## List of tasks
A: Using the passage on Jakub Natanson, explain in one to three sentences why he gave up his professorship in 1866.
B: From the passage on Jakub Natanson, reproduce the stretch from "Jakub Natanson (20" through "new urea syntheses.".
C: Translate this sentence from the passage on Jakub Natanson into Spanish: "He wrote the first textbook on organic chemistry in the Polish language."

## Excerpt provided
+--
Jakub Natanson (20 August 1832 – 14 September 1884) was a Polish Jewish chemist and banker, one of the discoverers of Fuchsine. He wrote the first textbook on organic chemistry in the Polish language.

== Life ==
He was born 20 August 1832 in Warsaw as the son of a banker. From 1852 to 1856 he studied chemistry at the Universität Dorpat (today Tartu, central Estonia) with a master's degree in 1856, where he synthesized fuchsine in the master's thesis (published in Liebigs Annalen). He then trained from 1858 to 1862 in Germany, France and Great Britain with leading chemists and in 1862 became Professor of Chemistry at the Szkoła Główna Warszawska in Warsaw. In 1856 he found two new urea syntheses.

He gave up his professorship in 1866 to join the family bank (Bank Handlowy, today after the merger citi-Handlowy.) He was in the management of various companies (with interests in coal mining, paper, sugar, railroad) and founded, among others, the industrial and agricultural museum (1875).
+--
## Source data
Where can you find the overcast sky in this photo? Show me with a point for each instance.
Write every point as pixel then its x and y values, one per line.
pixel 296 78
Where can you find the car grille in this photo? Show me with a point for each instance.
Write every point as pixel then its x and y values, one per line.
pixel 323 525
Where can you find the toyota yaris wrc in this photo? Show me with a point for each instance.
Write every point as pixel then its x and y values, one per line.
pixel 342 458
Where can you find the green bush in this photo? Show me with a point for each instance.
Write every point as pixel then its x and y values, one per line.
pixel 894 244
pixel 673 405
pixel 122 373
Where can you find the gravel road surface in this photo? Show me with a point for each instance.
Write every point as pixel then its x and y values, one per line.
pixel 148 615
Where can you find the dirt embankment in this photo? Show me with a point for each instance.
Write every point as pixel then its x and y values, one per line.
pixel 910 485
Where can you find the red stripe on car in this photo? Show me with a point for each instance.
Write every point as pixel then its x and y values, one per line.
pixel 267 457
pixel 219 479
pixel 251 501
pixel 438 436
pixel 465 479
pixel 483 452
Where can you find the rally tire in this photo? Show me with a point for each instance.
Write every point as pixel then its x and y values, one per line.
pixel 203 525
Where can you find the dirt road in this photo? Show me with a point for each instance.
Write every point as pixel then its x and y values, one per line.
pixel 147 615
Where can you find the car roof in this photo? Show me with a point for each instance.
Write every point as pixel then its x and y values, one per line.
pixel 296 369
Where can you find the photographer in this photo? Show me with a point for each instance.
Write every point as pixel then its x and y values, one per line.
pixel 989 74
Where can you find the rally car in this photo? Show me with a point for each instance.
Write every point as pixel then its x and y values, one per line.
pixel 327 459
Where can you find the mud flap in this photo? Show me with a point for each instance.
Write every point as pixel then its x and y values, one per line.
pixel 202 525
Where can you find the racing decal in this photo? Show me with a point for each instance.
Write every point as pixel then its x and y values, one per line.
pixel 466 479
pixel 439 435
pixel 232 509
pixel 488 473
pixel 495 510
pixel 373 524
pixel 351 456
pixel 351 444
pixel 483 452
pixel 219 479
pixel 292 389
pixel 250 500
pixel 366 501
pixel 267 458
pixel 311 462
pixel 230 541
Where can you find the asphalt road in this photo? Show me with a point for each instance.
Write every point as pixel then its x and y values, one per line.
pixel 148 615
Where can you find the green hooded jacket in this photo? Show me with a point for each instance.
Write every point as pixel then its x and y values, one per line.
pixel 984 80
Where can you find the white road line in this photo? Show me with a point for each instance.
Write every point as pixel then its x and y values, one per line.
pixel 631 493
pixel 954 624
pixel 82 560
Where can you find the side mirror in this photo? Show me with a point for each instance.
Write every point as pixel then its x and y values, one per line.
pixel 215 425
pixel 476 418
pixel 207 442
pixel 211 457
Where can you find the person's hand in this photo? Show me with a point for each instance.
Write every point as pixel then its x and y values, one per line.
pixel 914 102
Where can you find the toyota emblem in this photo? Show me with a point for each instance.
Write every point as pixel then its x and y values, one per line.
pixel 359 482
+--
## Task-by-task outputs
A: Natanson gave up his professorship in 1866 to join the family bank, Bank Handlowy.

B:
Jakub Natanson (20 August 1832 – 14 September 1884) was a Polish Jewish chemist and banker, one of the discoverers of Fuchsine. He wrote the first textbook on organic chemistry in the Polish language.

== Life ==
He was born 20 August 1832 in Warsaw as the son of a banker. From 1852 to 1856 he studied chemistry at the Universität Dorpat (today Tartu, central Estonia) with a master's degree in 1856, where he synthesized fuchsine in the master's thesis (published in Liebigs Annalen). He then trained from 1858 to 1862 in Germany, France and Great Britain with leading chemists and in 1862 became Professor of Chemistry at the Szkoła Główna Warszawska in Warsaw. In 1856 he found two new urea syntheses.

C: Escribió el primer libro de texto de química orgánica en lengua polaca.